[Excerpts from a dataset]
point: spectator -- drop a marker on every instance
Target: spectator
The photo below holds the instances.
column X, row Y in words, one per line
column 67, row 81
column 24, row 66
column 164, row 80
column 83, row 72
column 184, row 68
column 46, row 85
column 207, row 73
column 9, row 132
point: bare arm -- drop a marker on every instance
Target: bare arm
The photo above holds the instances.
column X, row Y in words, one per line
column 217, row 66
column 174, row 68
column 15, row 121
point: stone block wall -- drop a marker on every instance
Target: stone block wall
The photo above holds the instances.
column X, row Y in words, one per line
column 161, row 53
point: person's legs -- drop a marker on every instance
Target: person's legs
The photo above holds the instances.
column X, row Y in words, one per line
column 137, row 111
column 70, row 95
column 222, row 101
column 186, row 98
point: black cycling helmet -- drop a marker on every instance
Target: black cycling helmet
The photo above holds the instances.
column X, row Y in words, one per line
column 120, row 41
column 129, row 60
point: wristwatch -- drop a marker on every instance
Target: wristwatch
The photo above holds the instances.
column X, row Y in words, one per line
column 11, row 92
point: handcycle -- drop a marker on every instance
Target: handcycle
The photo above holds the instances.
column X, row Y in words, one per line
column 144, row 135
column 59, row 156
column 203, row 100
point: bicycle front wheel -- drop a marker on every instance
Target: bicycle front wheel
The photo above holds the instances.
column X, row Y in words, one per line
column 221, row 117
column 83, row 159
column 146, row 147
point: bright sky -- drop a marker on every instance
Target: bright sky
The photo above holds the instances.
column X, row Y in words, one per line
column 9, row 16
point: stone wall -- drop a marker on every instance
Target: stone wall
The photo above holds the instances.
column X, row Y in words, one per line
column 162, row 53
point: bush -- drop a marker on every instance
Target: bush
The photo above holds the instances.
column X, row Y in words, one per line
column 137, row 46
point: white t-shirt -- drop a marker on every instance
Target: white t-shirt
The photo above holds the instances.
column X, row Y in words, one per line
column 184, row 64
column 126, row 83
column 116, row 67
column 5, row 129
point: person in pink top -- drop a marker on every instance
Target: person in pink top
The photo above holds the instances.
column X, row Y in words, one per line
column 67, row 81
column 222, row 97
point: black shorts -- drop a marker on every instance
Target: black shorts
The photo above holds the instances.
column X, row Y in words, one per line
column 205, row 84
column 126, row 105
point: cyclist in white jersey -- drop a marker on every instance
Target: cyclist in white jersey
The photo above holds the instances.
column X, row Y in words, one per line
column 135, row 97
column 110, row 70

* Prompt:
The lines above from the one with "Target: bare arm" through the one with "point: stone wall" are to be duplicated exactly, ends included, with nothing added.

* Solution:
Target: bare arm
The photo above holds the instances.
column X, row Y in words, one per line
column 217, row 66
column 174, row 68
column 15, row 121
point: stone block wall -- drop a marker on every instance
Target: stone block wall
The photo above holds the instances.
column X, row Y in words, one per line
column 161, row 53
point: person's legs -- drop a marker on every instance
Target: person's legs
The photo above holds the instances.
column X, row Y in words, one per line
column 137, row 111
column 70, row 95
column 222, row 101
column 186, row 98
point: black cycling helmet -- drop a marker on every instance
Target: black cycling helmet
The photo above holds the instances.
column X, row Y in words, one per line
column 120, row 41
column 129, row 60
point: wristwatch -- drop a marker on every instance
Target: wristwatch
The photo above holds the instances.
column X, row Y in words, one per line
column 11, row 92
point: handcycle -- drop a marker on every instance
Target: handcycle
The photo above holds the instances.
column X, row Y in words, one per line
column 144, row 135
column 59, row 156
column 203, row 100
point: bicycle front wheel -- drop a marker on every instance
Target: bicycle front wheel
The photo above holds the instances.
column X, row Y in words, one per line
column 221, row 117
column 83, row 159
column 146, row 147
point: bright sky -- drop a marker on every instance
Target: bright sky
The photo above holds the instances.
column X, row Y in words, one per line
column 9, row 16
point: stone wall -- drop a marker on every instance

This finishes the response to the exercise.